## GIVEN EXERCISE
Reproduce every line of the data below word for word, with nothing changed.

start RECORD SET

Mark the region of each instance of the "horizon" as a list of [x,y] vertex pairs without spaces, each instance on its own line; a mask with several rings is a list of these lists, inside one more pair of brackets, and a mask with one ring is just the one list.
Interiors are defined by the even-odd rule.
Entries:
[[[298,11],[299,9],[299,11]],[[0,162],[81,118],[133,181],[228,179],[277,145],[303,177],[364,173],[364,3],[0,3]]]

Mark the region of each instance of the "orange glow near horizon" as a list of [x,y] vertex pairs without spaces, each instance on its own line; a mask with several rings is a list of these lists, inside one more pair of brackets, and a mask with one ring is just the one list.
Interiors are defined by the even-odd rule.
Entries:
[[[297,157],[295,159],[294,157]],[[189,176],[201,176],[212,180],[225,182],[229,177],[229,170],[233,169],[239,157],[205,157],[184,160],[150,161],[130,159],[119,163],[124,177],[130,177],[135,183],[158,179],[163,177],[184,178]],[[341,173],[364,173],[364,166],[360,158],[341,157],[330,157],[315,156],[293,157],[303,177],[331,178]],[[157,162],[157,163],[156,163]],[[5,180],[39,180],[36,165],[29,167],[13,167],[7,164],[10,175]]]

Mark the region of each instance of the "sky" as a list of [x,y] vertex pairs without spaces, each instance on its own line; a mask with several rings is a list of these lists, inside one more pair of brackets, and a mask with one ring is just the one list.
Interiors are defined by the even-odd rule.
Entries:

end RECORD SET

## FINISHED EXERCISE
Mark the region of each instance of the "horizon" as a list of [x,y] vertex pairs without spaces, each instance on its own line; a mask with several rings is a list of these lists, inside one more pair of brackets, and a mask with one ring is just the one list.
Interiors are defined by the even-odd rule.
Entries:
[[[298,11],[299,9],[299,11]],[[0,162],[81,118],[133,181],[228,179],[277,145],[303,177],[364,173],[364,3],[0,3]]]

Mark the region of each instance of the "orange glow near horizon" as a list of [x,y] vertex pairs without spaces, each instance on its own line; a mask with several rings is a list of these lists, inside one more pair of brackets, and a mask with one ring is just the one list.
Interiors are defined by the even-odd rule.
Entries:
[[[297,157],[295,159],[294,157]],[[189,176],[201,176],[212,180],[225,182],[229,177],[229,170],[233,169],[239,157],[205,157],[184,160],[150,161],[130,159],[119,163],[124,177],[130,177],[135,183],[158,179],[163,177],[184,178]],[[341,173],[364,173],[364,166],[360,158],[341,157],[330,157],[315,156],[293,157],[303,177],[331,178]],[[157,162],[157,163],[156,163]],[[5,180],[39,180],[36,165],[29,167],[13,167],[7,164],[10,175]]]

Mark the region of each instance of the "sky" as a list of [x,y] vertex pairs without spaces, each instance on its own line; a mask with several rings is a list of these lists, inside one more pair of brackets, and a mask with one ring is just the one list.
Interiors are defined by the even-odd rule.
Entries:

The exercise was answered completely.